__DOCUMENT SECTION__:
+-------+

Sub-theme 20: Dealing with Organizational Anomalies in Challenging Times ---> MERGED with sub-theme 16
Call for Papers
In January 2020, societies and organizations started dealing with Covid-19 as a worldwide anomaly. Some of them tended
to understate its impact, keeping practices unchanged. Others embraced the anomaly, enacted plans, generated additional anomalies
but adapted. An anomaly is “something different, abnormal and peculiar, or not easily classified” (Merriam-Webster).
Anomalies embody imperfection: They refer to phenomena, practices, behaviors and actions that thwart organizations’ plans,
norms, ideals and procedures and contradict overall expectations.
Organizational anomalies can take the form
of seemingly absurd or deviant decisions (Vaughan, 2004), disobedient or counter-productive behaviors (Giustiniano et al.,
2016), surprising injunctions (Weick, 1993) and failed expectations (Wilemon & Cicero, 1970). In these cases, anomalies
bear a negative connotation as they endanger common grounds (Priem & Nystrom, 2011), collective action and organizational
legitimacy (Giustiniano et al., 2016). Moreover, they can generate contradictions between local initiatives and organizational
structures.
However, anomalies are inherent to organizational functioning (Benson, 1977). Anomalies stem
from organizational imagination (March, 1981) and diversity (Parthiban et al., 2020). They embody local and creative response
to challenging environments when routines fail at addressing them (March, 1981). From this perspective, organizations can
benefit from anomalies, which can bolster innovative and mindful interactions, especially in challenging settings (Hutchins,
1991). In the long run, anomalies can trigger new strategic avenues (Chia & MacKay, 2007).
No surprise
that organization scholars have investigated anomalies through many related concepts, such as coping, improvization, organizational
deviance, emergence, and even foolishness. Organizations have developed capabilities to normalize anomalies (Vaughan, 2004),
transform them into opportunities for learning (Ciborra, 2002), institutional change (Malaurent & Karanasios, 2020) or
even strategy emergence (Pina e Cunha & Da Cunha, 2003), even in highly demanding sectors such Haute Cuisine (Bouty et
al., 2019), army (Hundman & Parkinson, 2019). However, organizations should prepare for a rise of anomalies: disruptions
will become more frequent, creating more opportunities for gaps between expected and actual patterns of action (La Porte,
2018). Hence, institutions and organizations will have less time to rebuild from multiple concurrent extreme events.
Conversely, some organizations search for process agility and reliability by minimizing anomalies. Challenging environments,
media exposure and institutional pressure have led organizations to increase efforts for normalization rather than cultivating
anomalies (Panayiotou et al., 2019). Technologies that detect anomalies pose the challenge of their definition (Patcha &
Park, 2007) and could lead organizations to approach them as problems to mitigate rather than avenues for improvement.

+-------+

(Spatial localization data)
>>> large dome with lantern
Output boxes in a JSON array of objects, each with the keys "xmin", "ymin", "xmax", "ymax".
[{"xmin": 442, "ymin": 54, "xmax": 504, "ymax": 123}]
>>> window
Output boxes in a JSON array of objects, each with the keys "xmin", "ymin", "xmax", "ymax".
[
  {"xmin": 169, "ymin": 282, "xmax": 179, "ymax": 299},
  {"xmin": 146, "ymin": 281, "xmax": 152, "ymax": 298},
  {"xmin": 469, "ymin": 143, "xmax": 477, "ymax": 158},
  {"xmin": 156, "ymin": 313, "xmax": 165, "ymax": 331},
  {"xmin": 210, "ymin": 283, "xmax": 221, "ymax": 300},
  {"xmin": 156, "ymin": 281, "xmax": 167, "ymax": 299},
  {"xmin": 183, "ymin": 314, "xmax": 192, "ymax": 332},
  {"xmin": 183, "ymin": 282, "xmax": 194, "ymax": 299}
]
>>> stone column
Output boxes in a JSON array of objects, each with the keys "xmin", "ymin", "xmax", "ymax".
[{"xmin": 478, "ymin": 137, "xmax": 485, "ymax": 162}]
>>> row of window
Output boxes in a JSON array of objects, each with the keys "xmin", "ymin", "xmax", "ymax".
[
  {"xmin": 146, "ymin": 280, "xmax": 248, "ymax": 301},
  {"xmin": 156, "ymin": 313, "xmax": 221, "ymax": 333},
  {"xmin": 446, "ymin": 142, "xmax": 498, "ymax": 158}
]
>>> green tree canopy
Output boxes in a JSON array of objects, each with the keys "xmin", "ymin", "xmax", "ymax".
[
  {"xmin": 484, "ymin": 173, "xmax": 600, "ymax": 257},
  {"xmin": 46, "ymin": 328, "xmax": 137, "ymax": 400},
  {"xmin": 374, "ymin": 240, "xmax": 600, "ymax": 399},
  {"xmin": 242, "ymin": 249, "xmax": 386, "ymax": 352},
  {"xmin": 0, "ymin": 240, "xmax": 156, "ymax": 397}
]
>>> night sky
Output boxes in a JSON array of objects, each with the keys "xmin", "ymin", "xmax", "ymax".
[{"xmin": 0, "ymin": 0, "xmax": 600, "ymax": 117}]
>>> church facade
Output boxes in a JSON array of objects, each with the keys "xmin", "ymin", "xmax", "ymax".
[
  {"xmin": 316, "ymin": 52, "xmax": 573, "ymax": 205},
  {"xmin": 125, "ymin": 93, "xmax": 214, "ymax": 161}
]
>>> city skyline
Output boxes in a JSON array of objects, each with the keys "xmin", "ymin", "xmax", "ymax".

+-------+

__PROBLEM SET__:
A – Rewrite the call for papers on organizational anomalies from "Anomalies embody imperfection: They" through "structures.", using "implication" in place of "connotation".
B – Continue the call for papers on organizational anomalies, picking up after its final sentence.

__EXPECTED RESPONSES__:
A –
Anomalies embody imperfection: They refer to phenomena, practices, behaviors and actions that thwart organizations’ plans,
norms, ideals and procedures and contradict overall expectations.
Organizational anomalies can take the form
of seemingly absurd or deviant decisions (Vaughan, 2004), disobedient or counter-productive behaviors (Giustiniano et al.,
2016), surprising injunctions (Weick, 1993) and failed expectations (Wilemon & Cicero, 1970). In these cases, anomalies
bear a negative implication as they endanger common grounds (Priem & Nystrom, 2011), collective action and organizational
legitimacy (Giustiniano et al., 2016). Moreover, they can generate contradictions between local initiatives and organizational
structures.

B –
This sub-theme therefore proposes to explore how organizations, in challenging times, find balance between minimizing
anomalies and transforming them into valuable opportunities. It aims at bridging scholar communities that work on concepts
related to anomalies in organizations from various epistemological and theoretical perspectives (process, practice, institutional
theories, or interactional, cognitive perspectives etc.). Our aim is to collaboratively discuss actual and future challenges
related to anomalies, in particular (but not exclusively):
Interplay between anomalies and organizational structures;
Interplay and balance between minimization of anomalies and their cultivation;
Multi-level analysis of anomalies and new theoretical perspectives on anomalies;
Epistemological and ontological challenges posed in studying anomalies;
Collective sensemaking of anomalies;
Anomalies as emergence, new practices or organizational transformation;
Organizational reframing of anomalies as opportunities for learning and change;
Anomalies through organizational discourse, in institutional logics and work;
Organizational crisis generated by organizational anomalies;
How organizations absorb anomalies under time constraints and emotional pressure.
References
- Benson, J.K. (1977): “Organizations: A dialectical view.” Administrative Science Quarterly, 22 (1), 1–21.
- Bouty, I., Gomez, M.-L., & Chia, R. (2019): “Strategy emergence as wayfinding.” Management, 22 (3), 438–465.
- Chia, R., & MacKay, B. (2007): “Post-processual challenges for the emerging strategy-as-practice perspective: Discovering strategy in the logic of practice.” Human Relations, 60 (1), 217–242.
- Ciborra, C. (2002): The Labyrinths of Information: Challenging the Wisdom of Systems. OUP Oxford: Oxford University Press.
- Giustiniano, L., Pina e Cunha, M., & Clegg, S. (2016): “The dark side of organizational improvisation: Lessons from the sinking of Costa Concordia.” Business Horizons, 59 (2), 223–232.
- Hundman, E., & Parkinson, S.E. (2019): “Rogues, degenerates, and heroes: Disobedience as politics in military organizations.” European Journal of International Relations, 25 (3), 645–671.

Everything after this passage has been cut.